*Tarefas*
[a] Reproduza fielmente o trecho da biografia de Castro Alves que vai de "Por Marco Dias" até "a cidade insípida.".
[b] Liste todas as pessoas mencionadas pelo nome no texto sobre Castro Alves, incluindo o cabeçalho.

*Texto do documento*
A POESIA ETERNA

Por Marco Dias

CASTRO ALVES

Biografia

1847-1871

Brasil Brasil

      Aos quatorze dias do mês de março, no ano de 1847, nasceu Antônio de Castro Alves, na fazenda Cabaceiras, a sete léguas da vila de Curralinho, hoje cidade de Castro Alves. Era filho do Dr. Antônio José Alves e D. Clélia Brasília da Silva Castro. Passou a infância no sertão natal, e em 54 iniciou os estudos na capital baiana. 

Aos dezesseis anos foi mandado para o Recife. Ia completar os preparatórios para se habilitar à matrícula na Academia de Direito. A liberdade aos 16 anos é coisa perigosa. O poeta achou a cidade insípida.

*Trechos dos registros*
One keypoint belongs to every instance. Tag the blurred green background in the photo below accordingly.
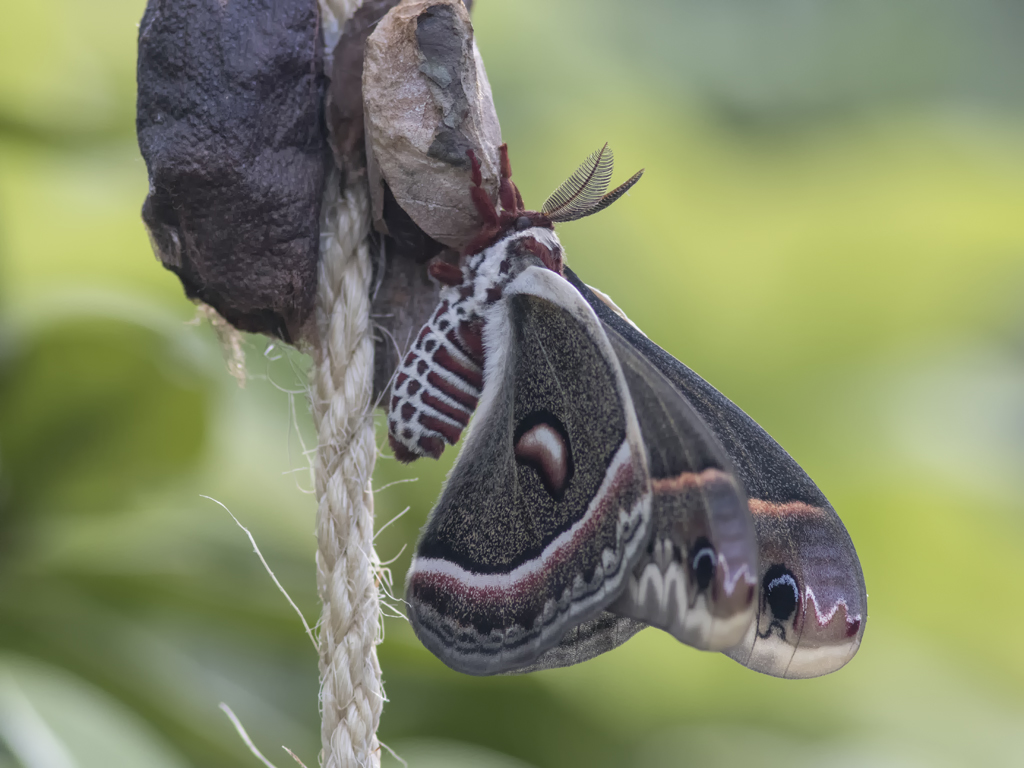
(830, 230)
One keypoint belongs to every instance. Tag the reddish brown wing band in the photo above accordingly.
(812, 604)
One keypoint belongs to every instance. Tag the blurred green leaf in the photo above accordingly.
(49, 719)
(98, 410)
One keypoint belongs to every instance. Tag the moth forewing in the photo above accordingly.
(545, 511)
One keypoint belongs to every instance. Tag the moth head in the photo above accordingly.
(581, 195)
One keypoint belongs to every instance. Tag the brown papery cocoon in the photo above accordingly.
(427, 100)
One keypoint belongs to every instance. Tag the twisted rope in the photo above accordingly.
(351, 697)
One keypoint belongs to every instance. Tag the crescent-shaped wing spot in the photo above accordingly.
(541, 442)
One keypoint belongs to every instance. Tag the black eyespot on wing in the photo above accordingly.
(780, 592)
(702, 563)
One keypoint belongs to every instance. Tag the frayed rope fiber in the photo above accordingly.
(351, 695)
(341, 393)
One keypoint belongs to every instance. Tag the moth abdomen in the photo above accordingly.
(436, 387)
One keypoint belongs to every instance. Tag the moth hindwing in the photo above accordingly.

*Respostas*
[a]
Por Marco Dias

CASTRO ALVES

Biografia

1847-1871

Brasil Brasil

      Aos quatorze dias do mês de março, no ano de 1847, nasceu Antônio de Castro Alves, na fazenda Cabaceiras, a sete léguas da vila de Curralinho, hoje cidade de Castro Alves. Era filho do Dr. Antônio José Alves e D. Clélia Brasília da Silva Castro. Passou a infância no sertão natal, e em 54 iniciou os estudos na capital baiana. 

Aos dezesseis anos foi mandado para o Recife. Ia completar os preparatórios para se habilitar à matrícula na Academia de Direito. A liberdade aos 16 anos é coisa perigosa. O poeta achou a cidade insípida.

[b]
- Marco Dias
- Antônio de Castro Alves
- Dr. Antônio José Alves
- D. Clélia Brasília da Silva Castro